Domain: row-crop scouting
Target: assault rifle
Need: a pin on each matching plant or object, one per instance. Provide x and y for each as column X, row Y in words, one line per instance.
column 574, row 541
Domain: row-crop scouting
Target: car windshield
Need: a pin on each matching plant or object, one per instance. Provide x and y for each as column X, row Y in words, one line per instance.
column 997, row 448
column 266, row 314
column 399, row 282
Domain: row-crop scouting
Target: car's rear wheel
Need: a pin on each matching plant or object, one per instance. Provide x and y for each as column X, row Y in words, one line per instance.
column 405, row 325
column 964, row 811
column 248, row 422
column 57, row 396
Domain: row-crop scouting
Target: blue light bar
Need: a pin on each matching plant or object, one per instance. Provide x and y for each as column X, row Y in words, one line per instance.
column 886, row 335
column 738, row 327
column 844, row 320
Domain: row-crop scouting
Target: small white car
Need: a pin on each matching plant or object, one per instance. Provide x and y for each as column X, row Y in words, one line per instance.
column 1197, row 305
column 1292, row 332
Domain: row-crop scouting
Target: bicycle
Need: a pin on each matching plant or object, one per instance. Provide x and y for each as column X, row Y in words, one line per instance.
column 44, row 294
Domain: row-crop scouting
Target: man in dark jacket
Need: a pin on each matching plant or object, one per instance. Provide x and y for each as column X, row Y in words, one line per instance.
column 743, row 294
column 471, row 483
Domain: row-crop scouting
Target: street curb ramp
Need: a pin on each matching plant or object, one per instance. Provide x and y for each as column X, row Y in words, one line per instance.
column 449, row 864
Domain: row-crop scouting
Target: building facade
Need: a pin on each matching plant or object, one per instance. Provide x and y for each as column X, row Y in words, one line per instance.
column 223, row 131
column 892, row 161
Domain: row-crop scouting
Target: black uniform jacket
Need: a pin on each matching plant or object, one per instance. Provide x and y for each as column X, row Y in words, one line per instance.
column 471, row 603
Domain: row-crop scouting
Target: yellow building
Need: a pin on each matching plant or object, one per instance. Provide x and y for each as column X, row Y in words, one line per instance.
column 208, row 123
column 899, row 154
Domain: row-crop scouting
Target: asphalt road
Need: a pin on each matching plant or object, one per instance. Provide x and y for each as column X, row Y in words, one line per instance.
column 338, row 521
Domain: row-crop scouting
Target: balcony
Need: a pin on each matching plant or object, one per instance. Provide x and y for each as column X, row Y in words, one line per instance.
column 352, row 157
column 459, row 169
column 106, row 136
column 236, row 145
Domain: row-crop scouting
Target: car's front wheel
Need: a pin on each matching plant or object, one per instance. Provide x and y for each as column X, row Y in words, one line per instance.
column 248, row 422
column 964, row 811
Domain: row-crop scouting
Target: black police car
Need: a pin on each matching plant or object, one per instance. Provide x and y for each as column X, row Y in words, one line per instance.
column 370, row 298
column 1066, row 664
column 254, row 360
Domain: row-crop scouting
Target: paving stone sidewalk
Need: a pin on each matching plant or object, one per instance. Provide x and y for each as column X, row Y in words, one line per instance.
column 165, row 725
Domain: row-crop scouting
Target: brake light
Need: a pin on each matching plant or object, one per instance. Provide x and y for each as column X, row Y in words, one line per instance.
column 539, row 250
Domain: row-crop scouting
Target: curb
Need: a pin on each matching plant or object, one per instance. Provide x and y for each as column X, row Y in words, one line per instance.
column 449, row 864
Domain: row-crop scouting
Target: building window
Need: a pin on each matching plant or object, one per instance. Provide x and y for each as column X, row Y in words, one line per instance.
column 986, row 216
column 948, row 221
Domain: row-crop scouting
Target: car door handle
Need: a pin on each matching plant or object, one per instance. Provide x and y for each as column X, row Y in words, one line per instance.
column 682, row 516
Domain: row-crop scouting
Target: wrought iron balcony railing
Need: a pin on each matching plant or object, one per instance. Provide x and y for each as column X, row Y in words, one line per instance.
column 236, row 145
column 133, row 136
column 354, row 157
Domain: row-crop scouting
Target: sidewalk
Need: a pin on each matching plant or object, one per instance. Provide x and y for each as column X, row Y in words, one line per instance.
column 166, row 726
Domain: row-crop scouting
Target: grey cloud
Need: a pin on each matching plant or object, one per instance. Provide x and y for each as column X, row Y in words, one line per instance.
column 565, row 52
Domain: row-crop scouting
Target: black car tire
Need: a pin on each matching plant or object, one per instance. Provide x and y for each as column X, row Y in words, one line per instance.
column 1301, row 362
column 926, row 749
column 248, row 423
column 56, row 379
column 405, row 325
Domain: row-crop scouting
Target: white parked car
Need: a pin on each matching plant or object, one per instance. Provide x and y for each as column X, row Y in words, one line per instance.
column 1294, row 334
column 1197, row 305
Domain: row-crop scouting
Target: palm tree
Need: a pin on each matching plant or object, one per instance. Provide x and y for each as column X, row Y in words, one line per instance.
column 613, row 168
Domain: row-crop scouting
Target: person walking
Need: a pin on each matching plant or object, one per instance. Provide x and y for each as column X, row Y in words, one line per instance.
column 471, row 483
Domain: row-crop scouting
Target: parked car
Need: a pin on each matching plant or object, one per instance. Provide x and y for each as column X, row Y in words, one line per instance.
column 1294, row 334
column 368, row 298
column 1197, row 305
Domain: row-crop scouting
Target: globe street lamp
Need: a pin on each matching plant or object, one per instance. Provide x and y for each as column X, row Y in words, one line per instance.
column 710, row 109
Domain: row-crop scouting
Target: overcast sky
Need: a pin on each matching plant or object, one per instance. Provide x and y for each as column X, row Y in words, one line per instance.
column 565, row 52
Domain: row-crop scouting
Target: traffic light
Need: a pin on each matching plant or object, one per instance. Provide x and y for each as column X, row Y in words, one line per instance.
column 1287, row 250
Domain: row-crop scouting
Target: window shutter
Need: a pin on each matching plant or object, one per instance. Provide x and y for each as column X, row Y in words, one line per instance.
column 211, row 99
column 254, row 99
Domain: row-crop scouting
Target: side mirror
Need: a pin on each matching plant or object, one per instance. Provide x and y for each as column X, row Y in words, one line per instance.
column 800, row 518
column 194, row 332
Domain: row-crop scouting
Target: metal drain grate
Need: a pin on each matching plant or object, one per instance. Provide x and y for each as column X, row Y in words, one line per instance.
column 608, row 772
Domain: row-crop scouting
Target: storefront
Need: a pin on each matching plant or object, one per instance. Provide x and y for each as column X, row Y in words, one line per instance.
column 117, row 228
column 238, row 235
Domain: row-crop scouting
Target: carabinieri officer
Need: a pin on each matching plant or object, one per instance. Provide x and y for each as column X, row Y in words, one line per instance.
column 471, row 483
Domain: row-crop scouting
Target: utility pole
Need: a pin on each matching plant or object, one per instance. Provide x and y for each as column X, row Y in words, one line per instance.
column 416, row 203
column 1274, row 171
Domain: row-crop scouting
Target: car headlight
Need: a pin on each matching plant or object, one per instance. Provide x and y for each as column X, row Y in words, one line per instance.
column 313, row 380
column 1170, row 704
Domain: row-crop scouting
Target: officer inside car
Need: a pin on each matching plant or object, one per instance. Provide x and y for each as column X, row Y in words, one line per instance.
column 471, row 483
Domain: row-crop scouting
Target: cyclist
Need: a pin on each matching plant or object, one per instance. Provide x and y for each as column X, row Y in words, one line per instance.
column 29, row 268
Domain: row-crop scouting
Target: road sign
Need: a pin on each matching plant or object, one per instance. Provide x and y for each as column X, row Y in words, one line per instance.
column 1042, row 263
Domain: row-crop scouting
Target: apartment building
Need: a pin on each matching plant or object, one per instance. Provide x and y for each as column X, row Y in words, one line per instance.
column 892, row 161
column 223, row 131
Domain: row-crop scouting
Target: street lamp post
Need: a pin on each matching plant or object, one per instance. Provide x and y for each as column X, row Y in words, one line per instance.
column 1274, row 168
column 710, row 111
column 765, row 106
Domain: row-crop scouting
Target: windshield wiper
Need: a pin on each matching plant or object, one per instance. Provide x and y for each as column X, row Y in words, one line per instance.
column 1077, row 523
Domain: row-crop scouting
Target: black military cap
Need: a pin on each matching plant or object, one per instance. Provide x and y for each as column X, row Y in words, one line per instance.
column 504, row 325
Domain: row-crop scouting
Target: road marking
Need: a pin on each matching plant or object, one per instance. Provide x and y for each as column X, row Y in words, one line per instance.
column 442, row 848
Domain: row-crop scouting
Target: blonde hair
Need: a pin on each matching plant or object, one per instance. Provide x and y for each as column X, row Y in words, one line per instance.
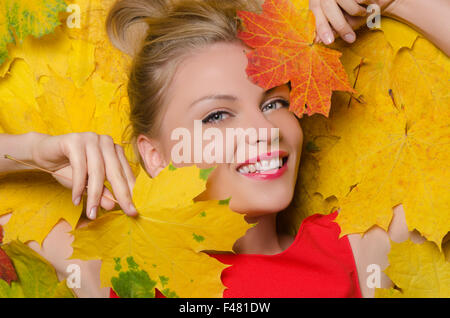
column 159, row 34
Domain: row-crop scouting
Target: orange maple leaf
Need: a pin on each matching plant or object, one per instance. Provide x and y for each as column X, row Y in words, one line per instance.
column 284, row 51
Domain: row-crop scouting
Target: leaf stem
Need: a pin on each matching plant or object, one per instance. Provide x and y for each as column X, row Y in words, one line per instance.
column 51, row 172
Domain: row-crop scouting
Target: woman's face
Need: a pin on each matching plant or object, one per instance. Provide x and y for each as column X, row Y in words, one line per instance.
column 212, row 88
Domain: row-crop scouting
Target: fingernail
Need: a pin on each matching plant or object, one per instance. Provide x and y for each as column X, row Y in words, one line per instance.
column 328, row 38
column 349, row 37
column 133, row 209
column 77, row 201
column 93, row 213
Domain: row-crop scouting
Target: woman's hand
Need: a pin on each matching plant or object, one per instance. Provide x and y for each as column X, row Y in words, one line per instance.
column 341, row 17
column 88, row 158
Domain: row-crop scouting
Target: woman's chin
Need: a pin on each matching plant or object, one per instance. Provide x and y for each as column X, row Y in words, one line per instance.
column 260, row 205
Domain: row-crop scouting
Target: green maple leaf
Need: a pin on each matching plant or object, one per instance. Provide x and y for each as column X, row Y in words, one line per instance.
column 20, row 18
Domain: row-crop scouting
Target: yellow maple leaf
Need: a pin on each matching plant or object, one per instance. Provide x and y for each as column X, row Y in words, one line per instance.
column 393, row 149
column 167, row 237
column 93, row 20
column 54, row 105
column 418, row 271
column 38, row 203
column 397, row 34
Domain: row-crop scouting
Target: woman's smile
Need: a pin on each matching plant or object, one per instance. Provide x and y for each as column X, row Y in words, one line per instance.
column 269, row 166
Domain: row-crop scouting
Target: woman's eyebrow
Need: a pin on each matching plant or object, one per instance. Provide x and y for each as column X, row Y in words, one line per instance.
column 214, row 97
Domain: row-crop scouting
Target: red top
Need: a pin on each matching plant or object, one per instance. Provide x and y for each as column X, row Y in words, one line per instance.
column 317, row 264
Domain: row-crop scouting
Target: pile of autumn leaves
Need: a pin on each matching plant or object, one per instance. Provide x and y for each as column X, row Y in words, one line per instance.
column 383, row 143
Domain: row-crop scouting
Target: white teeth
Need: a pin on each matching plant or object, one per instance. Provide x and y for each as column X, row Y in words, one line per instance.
column 261, row 166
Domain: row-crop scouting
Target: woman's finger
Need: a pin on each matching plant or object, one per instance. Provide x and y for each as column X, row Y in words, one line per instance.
column 96, row 179
column 74, row 150
column 352, row 7
column 323, row 28
column 337, row 20
column 105, row 202
column 116, row 176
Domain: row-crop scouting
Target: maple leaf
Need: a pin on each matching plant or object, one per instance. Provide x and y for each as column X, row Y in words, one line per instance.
column 52, row 106
column 391, row 150
column 108, row 59
column 163, row 246
column 36, row 277
column 7, row 271
column 418, row 271
column 18, row 19
column 282, row 38
column 38, row 203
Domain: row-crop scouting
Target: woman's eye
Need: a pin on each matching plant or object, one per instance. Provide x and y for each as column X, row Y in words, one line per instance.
column 215, row 117
column 274, row 105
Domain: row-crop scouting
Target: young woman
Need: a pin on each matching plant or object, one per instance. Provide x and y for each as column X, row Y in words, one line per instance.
column 189, row 66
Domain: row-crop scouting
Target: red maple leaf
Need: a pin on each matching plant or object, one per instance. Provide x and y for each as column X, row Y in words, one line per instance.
column 282, row 39
column 7, row 271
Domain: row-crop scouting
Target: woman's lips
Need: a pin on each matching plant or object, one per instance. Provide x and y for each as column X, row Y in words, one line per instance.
column 269, row 166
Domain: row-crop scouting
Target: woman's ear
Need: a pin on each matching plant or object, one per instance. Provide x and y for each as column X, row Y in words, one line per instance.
column 152, row 158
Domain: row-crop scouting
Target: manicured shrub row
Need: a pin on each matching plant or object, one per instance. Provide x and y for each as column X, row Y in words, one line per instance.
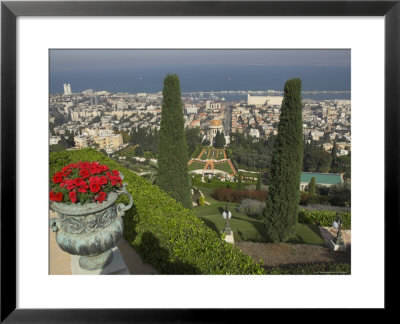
column 230, row 195
column 308, row 199
column 224, row 166
column 323, row 218
column 251, row 207
column 312, row 269
column 164, row 233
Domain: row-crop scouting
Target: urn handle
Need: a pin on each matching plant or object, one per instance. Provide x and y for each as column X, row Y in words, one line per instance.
column 55, row 224
column 122, row 208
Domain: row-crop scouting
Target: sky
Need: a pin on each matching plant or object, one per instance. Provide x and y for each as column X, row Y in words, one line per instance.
column 86, row 59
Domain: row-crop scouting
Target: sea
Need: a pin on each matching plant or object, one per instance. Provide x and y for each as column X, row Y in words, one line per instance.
column 208, row 78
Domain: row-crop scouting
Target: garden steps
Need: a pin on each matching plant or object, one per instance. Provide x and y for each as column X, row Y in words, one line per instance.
column 201, row 154
column 232, row 167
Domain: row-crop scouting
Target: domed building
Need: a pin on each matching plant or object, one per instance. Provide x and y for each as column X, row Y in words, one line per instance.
column 215, row 126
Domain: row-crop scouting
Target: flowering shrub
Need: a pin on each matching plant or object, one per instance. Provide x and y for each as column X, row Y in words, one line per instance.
column 84, row 182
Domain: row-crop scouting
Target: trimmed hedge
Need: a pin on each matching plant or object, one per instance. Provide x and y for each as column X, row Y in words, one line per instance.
column 312, row 269
column 323, row 218
column 164, row 233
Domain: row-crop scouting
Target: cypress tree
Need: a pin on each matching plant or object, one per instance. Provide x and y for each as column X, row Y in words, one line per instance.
column 239, row 186
column 312, row 186
column 172, row 173
column 281, row 209
column 334, row 155
column 258, row 185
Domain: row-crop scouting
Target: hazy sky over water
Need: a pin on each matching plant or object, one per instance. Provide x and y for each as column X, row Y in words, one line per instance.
column 69, row 60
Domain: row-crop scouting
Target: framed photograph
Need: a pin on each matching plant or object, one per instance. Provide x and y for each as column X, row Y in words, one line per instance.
column 44, row 42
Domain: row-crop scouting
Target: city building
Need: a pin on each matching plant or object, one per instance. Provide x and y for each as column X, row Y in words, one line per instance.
column 67, row 89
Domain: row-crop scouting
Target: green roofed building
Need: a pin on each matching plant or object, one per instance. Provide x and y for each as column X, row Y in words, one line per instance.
column 325, row 179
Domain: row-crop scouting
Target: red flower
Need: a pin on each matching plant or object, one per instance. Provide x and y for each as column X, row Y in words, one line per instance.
column 84, row 173
column 70, row 184
column 58, row 177
column 101, row 197
column 94, row 184
column 56, row 196
column 72, row 196
column 95, row 168
column 84, row 165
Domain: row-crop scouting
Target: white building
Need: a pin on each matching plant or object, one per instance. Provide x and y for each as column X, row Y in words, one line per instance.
column 191, row 109
column 54, row 140
column 67, row 89
column 256, row 100
column 88, row 92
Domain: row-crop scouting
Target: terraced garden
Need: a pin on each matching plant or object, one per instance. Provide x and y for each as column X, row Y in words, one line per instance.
column 223, row 166
column 196, row 166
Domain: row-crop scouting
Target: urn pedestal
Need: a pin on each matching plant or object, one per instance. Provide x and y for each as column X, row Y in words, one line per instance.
column 90, row 230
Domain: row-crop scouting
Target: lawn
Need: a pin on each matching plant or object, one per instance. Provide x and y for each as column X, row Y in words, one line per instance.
column 196, row 165
column 247, row 228
column 223, row 166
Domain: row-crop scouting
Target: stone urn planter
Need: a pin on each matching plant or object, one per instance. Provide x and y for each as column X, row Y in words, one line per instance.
column 90, row 230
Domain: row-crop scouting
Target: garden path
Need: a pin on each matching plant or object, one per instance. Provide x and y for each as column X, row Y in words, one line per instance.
column 281, row 254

Problem to work on —
State, as a bare number, how many lines of the records above include "stone".

Response to this task —
2